> Stored records:
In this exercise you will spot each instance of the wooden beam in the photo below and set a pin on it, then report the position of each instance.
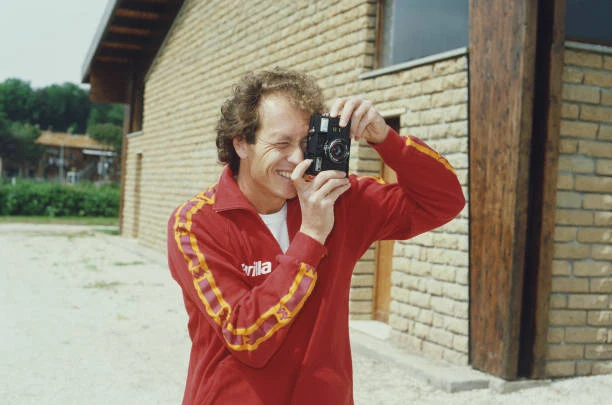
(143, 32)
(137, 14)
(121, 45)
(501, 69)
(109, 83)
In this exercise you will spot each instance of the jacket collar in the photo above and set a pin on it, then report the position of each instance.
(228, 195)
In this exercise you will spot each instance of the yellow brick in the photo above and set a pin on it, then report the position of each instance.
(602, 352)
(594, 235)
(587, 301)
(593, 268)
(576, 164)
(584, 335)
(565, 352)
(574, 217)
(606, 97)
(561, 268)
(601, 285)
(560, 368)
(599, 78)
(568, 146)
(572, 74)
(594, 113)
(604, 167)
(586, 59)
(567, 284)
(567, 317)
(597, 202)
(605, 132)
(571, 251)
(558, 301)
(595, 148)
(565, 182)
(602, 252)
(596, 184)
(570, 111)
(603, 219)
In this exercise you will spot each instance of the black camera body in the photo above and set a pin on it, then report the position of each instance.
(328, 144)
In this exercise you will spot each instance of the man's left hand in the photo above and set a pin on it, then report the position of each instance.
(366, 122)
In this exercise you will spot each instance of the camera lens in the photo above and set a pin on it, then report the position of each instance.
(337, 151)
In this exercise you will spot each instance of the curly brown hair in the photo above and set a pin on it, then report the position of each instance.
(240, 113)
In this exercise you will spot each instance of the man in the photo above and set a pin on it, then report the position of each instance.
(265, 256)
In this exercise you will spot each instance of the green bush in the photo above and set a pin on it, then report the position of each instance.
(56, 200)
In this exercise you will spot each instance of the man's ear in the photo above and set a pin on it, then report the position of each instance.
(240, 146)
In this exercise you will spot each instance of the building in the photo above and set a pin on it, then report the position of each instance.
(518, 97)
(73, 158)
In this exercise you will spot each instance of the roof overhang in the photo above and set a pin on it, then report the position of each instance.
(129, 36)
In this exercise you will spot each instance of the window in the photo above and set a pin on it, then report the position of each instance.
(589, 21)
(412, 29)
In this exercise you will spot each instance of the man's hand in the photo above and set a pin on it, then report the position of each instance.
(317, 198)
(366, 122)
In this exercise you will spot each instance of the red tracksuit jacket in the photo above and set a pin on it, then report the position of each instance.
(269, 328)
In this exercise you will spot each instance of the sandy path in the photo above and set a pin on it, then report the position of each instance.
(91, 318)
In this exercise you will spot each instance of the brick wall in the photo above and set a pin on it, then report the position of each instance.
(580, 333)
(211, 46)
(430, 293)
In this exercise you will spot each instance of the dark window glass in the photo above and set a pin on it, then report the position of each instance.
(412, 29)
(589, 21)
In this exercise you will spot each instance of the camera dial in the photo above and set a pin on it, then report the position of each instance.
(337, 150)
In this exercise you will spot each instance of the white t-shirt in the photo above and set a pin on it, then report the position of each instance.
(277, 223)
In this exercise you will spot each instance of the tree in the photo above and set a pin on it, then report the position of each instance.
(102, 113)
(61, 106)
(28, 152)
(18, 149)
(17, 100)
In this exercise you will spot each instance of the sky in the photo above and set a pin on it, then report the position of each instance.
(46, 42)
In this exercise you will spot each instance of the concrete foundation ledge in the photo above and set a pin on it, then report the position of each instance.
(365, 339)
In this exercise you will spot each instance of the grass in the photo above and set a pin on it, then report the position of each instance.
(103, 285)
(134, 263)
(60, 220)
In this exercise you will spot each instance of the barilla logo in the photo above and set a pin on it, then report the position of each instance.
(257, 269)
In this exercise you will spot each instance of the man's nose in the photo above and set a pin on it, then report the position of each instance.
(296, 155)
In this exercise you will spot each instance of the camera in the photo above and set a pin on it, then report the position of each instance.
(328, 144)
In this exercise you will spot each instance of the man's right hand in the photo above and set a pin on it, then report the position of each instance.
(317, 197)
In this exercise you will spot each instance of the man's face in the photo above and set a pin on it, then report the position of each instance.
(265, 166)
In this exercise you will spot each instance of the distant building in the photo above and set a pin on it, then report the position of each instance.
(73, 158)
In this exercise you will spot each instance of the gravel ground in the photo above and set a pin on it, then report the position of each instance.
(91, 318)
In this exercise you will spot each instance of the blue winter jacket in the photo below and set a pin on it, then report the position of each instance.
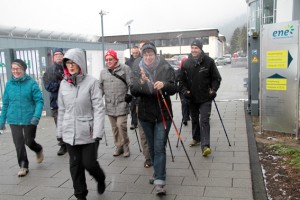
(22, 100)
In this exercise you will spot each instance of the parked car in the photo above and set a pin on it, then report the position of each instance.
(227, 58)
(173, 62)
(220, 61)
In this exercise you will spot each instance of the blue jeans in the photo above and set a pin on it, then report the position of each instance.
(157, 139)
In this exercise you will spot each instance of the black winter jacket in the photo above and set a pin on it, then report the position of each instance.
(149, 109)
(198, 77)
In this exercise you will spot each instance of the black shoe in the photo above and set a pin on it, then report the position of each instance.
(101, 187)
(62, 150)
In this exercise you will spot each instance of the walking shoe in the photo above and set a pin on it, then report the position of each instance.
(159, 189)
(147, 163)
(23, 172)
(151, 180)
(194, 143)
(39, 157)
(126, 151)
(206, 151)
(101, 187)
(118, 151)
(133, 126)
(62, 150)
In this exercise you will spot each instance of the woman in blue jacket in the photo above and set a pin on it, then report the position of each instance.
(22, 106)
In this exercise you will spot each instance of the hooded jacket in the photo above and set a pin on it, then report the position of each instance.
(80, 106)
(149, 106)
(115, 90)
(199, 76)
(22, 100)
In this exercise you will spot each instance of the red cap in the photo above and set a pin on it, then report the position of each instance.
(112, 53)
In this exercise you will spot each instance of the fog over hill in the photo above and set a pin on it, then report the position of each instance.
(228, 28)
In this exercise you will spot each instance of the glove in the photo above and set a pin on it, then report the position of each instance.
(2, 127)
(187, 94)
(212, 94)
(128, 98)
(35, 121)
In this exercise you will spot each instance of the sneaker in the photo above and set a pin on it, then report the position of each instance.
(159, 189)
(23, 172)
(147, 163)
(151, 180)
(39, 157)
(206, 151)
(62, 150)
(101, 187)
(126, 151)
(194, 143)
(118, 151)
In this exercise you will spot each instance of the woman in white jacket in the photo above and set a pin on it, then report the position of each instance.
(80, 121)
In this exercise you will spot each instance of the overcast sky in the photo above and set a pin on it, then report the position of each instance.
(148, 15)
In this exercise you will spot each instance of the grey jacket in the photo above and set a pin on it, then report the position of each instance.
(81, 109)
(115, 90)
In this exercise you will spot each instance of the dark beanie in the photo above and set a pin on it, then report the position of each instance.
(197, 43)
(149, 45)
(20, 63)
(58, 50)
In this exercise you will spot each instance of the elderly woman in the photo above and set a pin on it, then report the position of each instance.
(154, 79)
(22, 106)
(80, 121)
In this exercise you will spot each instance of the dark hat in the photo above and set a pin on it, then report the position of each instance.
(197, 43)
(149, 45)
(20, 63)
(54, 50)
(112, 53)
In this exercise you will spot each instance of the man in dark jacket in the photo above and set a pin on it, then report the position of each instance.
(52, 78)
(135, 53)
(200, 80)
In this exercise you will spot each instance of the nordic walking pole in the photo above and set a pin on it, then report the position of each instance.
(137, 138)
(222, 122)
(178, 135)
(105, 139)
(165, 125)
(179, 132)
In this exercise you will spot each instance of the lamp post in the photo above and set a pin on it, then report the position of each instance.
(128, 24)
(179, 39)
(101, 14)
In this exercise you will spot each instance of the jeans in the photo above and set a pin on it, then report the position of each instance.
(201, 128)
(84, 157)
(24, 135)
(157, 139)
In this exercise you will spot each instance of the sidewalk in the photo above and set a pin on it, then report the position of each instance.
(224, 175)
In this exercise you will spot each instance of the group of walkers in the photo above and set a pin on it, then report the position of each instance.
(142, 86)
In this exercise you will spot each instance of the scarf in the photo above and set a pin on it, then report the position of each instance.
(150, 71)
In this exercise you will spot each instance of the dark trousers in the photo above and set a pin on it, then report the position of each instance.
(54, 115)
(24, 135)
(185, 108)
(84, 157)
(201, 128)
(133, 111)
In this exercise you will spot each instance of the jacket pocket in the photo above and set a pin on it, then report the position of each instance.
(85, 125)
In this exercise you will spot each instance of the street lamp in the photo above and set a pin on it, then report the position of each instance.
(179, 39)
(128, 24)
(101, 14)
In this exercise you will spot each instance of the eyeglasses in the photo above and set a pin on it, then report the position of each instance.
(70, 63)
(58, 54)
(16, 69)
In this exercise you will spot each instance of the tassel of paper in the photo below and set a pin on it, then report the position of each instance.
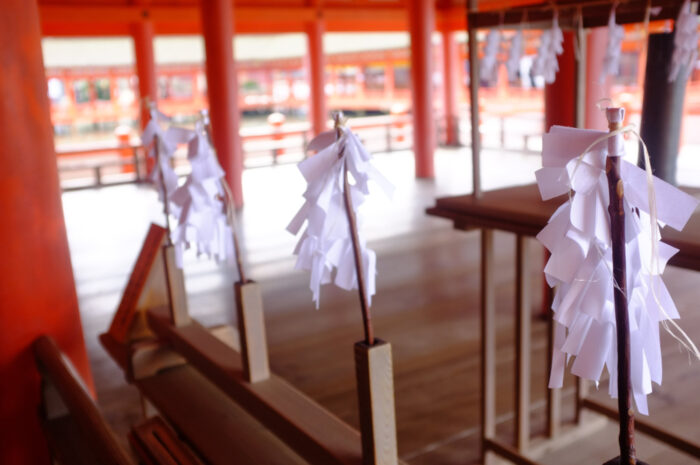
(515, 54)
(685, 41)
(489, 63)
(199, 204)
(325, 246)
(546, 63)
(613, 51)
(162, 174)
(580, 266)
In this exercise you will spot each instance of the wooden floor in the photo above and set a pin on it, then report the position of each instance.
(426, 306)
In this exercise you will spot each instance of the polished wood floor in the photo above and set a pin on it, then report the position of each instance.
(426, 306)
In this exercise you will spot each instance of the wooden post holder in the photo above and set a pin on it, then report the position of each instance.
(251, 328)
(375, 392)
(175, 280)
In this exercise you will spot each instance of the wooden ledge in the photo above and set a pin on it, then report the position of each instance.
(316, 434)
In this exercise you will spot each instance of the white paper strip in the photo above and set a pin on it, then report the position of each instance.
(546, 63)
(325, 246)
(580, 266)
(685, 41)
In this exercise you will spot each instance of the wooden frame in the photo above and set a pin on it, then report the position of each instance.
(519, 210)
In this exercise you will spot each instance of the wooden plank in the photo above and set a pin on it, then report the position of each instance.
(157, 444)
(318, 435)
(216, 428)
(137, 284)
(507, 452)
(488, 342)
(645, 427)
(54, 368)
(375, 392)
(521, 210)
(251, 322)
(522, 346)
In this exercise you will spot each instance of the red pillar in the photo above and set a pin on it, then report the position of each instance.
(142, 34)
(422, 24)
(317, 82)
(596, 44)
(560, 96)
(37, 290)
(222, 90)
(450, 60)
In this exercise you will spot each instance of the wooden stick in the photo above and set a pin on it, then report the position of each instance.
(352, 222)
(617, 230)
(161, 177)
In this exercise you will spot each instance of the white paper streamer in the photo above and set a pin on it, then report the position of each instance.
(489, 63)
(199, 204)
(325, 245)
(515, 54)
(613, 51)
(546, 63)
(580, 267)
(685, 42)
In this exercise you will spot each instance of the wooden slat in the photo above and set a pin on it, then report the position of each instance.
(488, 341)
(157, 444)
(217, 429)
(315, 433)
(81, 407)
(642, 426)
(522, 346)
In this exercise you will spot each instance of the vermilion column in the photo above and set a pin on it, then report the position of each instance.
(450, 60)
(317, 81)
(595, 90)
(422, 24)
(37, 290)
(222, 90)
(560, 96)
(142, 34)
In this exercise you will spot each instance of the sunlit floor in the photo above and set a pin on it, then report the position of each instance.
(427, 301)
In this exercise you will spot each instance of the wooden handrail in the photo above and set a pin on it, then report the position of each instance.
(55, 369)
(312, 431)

> Written instruction: Write the lines out exactly, from the one with "the red pillar" down to the last line of the listing, and leave out all others.

> Output:
In this exercise you will spot each instance of the red pillar in the photo above and set a pin on it, then report the position of each instance.
(142, 34)
(422, 24)
(317, 82)
(596, 44)
(560, 96)
(37, 290)
(222, 90)
(450, 60)
In this exercise you will spot each instance of the wooden stick in the photo above and set a pin on it, then report the position of each instance.
(352, 222)
(617, 230)
(161, 177)
In this exercise you will spot each instance of the white paper streamer in the photo above and set a pin on it, then report the position of each instance.
(489, 63)
(199, 204)
(325, 245)
(515, 54)
(613, 51)
(546, 63)
(580, 267)
(685, 42)
In this exercise you will spot each instance of the wooden slat in the photo above and set a pin on it, then report the position of each instance.
(488, 341)
(157, 444)
(217, 429)
(315, 433)
(81, 407)
(642, 426)
(522, 346)
In this exercise you will spot each instance of the vermilion column in the photo above and set a pin on it, then report the position of each instance.
(450, 60)
(317, 81)
(595, 90)
(422, 24)
(37, 290)
(222, 90)
(560, 96)
(142, 34)
In this exercise you will spot each instance of the sunlit floor in the photo above and set a pin on it, then report the position of each instance.
(427, 301)
In this exercise you will spot each instance of the wooden handrail in the photo above and set a pin on it, then report the position of each instance.
(55, 369)
(312, 431)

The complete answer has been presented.